--- Given text ---
SDHB chooses Australian provider

Kaye Crowther.
Kaye Crowther.
An Australian-owned, Auckland-based organisation has secured one of three contracts to provide home-based services for elderly people in the South.

The not-for-profit Royal District Nursing Service New Zealand will provide services in Otago-Southland from midway through next year.

This follows revelations in the Otago Daily Times yesterday that Presbyterian Support Otago (PSO) had lost a Southern District Health Board (SDHB) contract worth $5.5 million. The board is due to formally announce the new provider tomorrow.

Yesterday, board member Kaye Crowther, when asked, confirmed Royal District Nursing Service was one of those selected. She refused to comment further, saying the matter was discussed in the public-excluded section of last week's disability support committee.

The organisation is registered as a New Zealand company, which is wholly owned by its Australian parent, according to the Companies Office website. Two of five directors are Australian-based.

When contacted, board chairwoman and director Anne Blackburn, of Auckland, directed inquiries to the health board.

The shake-up, described by PSO chief executive Gillian Bremner in yesterday's Otago Daily Times as a ''huge shock'', comes as the SDHB rationalises the service to fewer providers, and introduces a ''restorative'' model to increase client independence.

Mrs Bremner said yesterday it was unfortunate the board chose an outside provider over a ''tried and true'' local option.

While its parent was well established in Australia, home support was very different there, where it was more generously funded, Mrs Bremner said.

--- Record extracts ---
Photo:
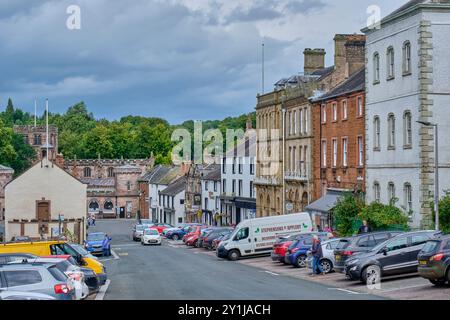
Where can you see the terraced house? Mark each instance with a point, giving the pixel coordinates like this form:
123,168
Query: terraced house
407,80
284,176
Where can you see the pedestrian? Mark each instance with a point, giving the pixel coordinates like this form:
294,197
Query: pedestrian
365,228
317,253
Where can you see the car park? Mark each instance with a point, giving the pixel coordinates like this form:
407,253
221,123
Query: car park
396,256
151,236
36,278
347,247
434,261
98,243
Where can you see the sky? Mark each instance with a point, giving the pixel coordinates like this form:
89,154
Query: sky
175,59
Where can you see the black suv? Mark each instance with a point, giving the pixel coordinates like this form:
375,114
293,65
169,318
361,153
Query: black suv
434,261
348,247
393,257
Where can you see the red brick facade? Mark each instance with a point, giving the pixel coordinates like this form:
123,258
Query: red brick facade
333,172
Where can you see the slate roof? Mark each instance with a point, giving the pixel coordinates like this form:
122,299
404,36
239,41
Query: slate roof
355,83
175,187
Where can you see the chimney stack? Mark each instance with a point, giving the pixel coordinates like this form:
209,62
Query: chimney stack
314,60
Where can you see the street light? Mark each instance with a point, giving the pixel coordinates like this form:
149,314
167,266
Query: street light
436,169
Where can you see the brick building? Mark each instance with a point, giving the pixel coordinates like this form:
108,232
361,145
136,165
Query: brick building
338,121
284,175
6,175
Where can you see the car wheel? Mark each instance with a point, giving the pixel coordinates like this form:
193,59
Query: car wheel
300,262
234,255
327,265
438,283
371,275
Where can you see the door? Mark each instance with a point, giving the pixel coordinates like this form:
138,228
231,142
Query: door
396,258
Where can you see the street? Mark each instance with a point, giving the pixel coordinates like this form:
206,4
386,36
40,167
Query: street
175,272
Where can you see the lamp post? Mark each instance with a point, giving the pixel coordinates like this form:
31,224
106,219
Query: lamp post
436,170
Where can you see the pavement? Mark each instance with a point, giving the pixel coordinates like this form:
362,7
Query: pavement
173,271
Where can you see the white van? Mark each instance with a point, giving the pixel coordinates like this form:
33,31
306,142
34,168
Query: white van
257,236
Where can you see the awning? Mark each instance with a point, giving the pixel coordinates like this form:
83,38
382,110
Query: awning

--- Task item A ---
Extract everything in the SDHB article from "When contacted, board" down to "increase client independence.", word for word.
--- Task item B ---
Name every person mentioned by name in the SDHB article.
--- Task item C ---
Please proceed with the SDHB article, writing on from the point where it stops.

--- Task response A ---
When contacted, board chairwoman and director Anne Blackburn, of Auckland, directed inquiries to the health board.

The shake-up, described by PSO chief executive Gillian Bremner in yesterday's Otago Daily Times as a ''huge shock'', comes as the SDHB rationalises the service to fewer providers, and introduces a ''restorative'' model to increase client independence.

--- Task response B ---
Kaye Crowther
Anne Blackburn
Gillian Bremner

--- Task response C ---
It appeared a ''particular ideology'' was driving tender processes, which favoured larger entities. This was changing the face of the home-based support sector nationwide, she said.

Disabilities Resource Centre Southland general manager Debbie Webster, whose organisation also missed out, said the southern board was the biggest in New Zealand by area, and much of it was rural. Providing the service required specialist knowledge and networks.

''I don't believe that [the Auckland-based company] would have those [networks].

''That sort of connection doesn't happen overnight. It's something that's established over years and years.''

Losing the contract put at risk the centre's hospital visit courtesy van, a service greatly valued in Southland as it helped people attend their hospital appointments.

It also benefited the health board, through helping people keep their appointments. In a joint press release, Dunedin Labour MPs Clare Curran and David Clark condemned the decision, saying PSO was a proven provider and should be retained.